*OBJETIVO DEL EJERCICIO*
Resume en tres oraciones el fragmento sobre la inteligencia, la felicidad y la tecnología.

*FRAGMENTO DE ORIGEN*

+ + + + + + +

La libertad es un bien precioso pero frágil, se puede perder fácilmente y, sin duda, desaparece cuando no hay imprevisibilidad e indeterminación. En ausencia de estas dimensiones, funcionaremos más, pero sentiremos menos; siempre seremos ganadores, pero nos veremos privados del valioso conocimiento que proviene de la derrota y de saberla reelaborar.
Algunos dicen, yo al menos lo he escuchado, que los seres humanos crecemos en lo que se refiere a inteligencia. ¿Es así realmente? ¿Ha aumentado realmente la inteligencia de los seres humanos en los últimos años? ¿El mayor rendimiento tecnológico ha producido realmente un aumento de la inteligencia individual?
Yo no estoy nada seguro de ello. De hecho, la inteligencia humana no solo se caracteriza por ser «resolutiva», sino también por saber constituirse como «planteadora de problemas», es decir, por su dimensión crítica y dubitativa. Funcionar más y resolver más problemas no significa necesariamente ser más inteligente.
Sin tener en cuenta que esa inteligencia presumiblemente mayor ha estado hasta ahora muy lejos de aumentar la felicidad y la serenidad, sino que, en todo caso, ha producido un aumento aterrador de la ansiedad por el rendimiento para estar todos a la altura de una inteligencia mayor que nos exige a todos ser más inteligentes y tecnológicos.
Y ¿de qué sirve este aumento de la inteligencia si coincide con la disminución de la felicidad?
Me viene a la mente esta pregunta del Maestro de Nazaret: «¿De qué le sirve al hombre ganar el mundo entero si luego pierde su alma?».
El concepto de alma expresa el centro vital de cada uno de nosotros. Somos inteligencia, por supuesto, pero no solo eso; también somos sentimiento, pasión, necesidad de sentido. La inteligencia nos ofrece conocimiento, pero solo el sentimiento nos ofrece significado. Y cada uno de nosotros es, en última instancia, una pregunta de significado.
Esto no puede limitarse a hacer y ejecutar, porque también requiere no hacer, contemplar, callar, es decir, lo que nuestros padres llamaban otium y que consideraban más valioso que el esencial negotium.
Hay quien dice que programar lo biológico con herramientas digitales es un proceso inevitable, pero que no debemos preocuparnos porque el objetivo no es diseñar personas, sino reducir el sufrimiento y la mortalidad, es decir, la prevención y la cura.
La promesa de “un mundo feliz” es una promesa muy bonita… pero que seguramente necesita el contrapunto de establecer normas claras para el funcionamiento tecnológico en el ámbito clínico y biológico, con el fin de mantener otros intereses (por ejemplo los del mercado) a distancia y, en consecuencia, en la necesidad de una sólida cooperación internacional, dado que la ciencia y la tecnología no conocen fronteras y ningún país puede regularse por sí solo.
¿Cuál es el reto? Que la ciencia avanza a pasos agigantados, mientras que el derecho y la política, que deben proporcionar las regulaciones deseadas, avanzan lentamente como un caracol.

+ + + + + + +

*DATOS SIN PROCESAR*
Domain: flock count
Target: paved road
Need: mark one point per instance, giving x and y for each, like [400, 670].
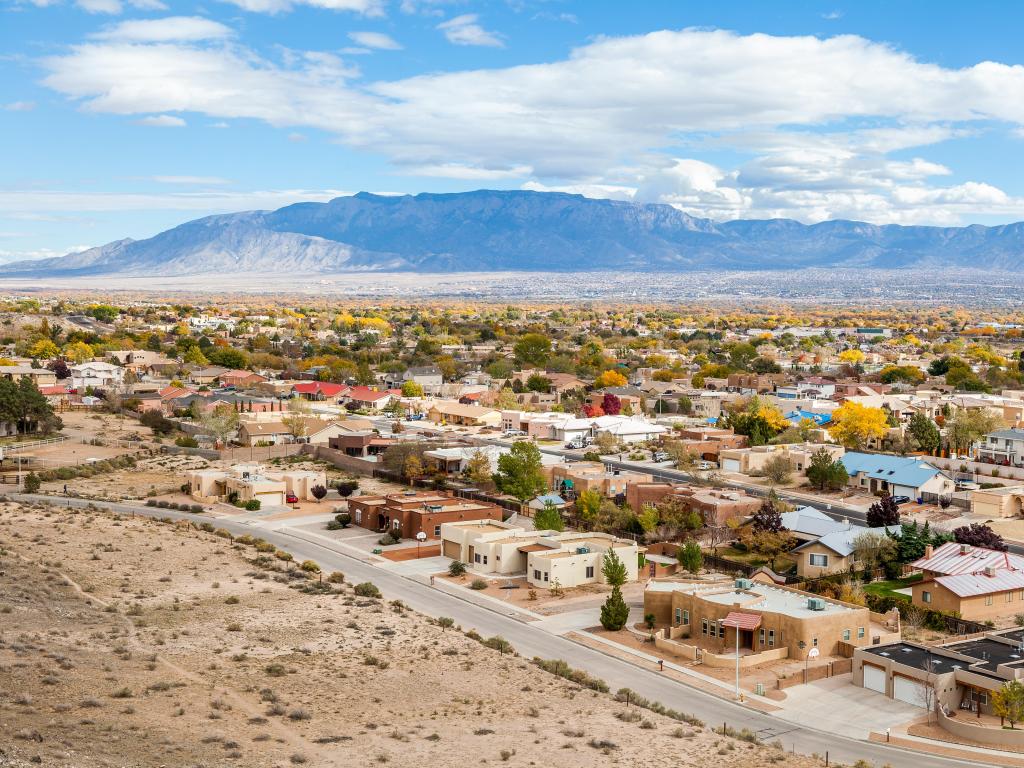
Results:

+ + + + + + +

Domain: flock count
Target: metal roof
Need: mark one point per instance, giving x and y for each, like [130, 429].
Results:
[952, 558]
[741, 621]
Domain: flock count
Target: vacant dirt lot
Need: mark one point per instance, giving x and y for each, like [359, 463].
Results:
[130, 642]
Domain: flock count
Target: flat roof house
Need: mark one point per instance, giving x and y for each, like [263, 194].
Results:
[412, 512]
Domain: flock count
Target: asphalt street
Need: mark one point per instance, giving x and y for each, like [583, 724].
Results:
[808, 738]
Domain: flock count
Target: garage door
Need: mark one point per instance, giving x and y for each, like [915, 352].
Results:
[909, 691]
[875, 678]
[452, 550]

+ + + + + + +

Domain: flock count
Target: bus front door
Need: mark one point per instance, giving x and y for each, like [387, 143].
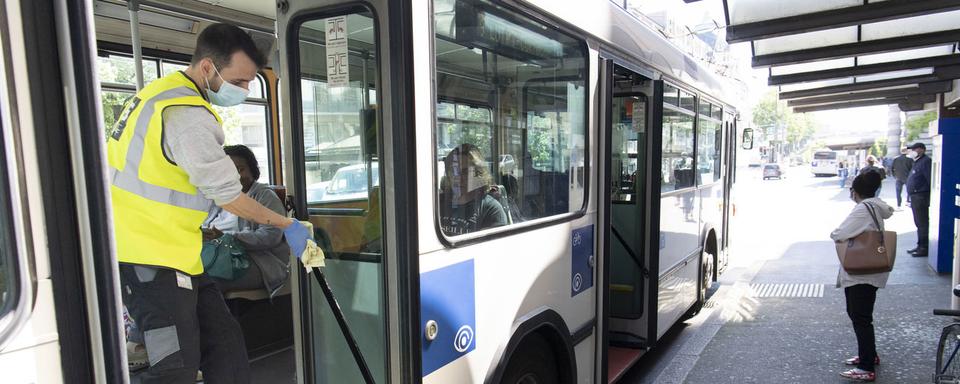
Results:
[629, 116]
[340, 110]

+ + + + + + +

*ESPACIO DE RESPUESTA*
El fragmento duda de que el mayor rendimiento tecnológico haya aumentado la inteligencia humana, que también consiste en plantear problemas y dudar, y señala que ha producido más ansiedad por el rendimiento en lugar de más felicidad. Sostiene que no somos solo inteligencia, sino también sentimiento y necesidad de sentido, y que solo el sentimiento ofrece significado, lo cual requiere también no hacer, contemplar y callar. Frente a la programación de lo biológico con herramientas digitales, reclama normas claras y una sólida cooperación internacional, porque la ciencia avanza a pasos agigantados mientras el derecho y la política avanzan lentamente.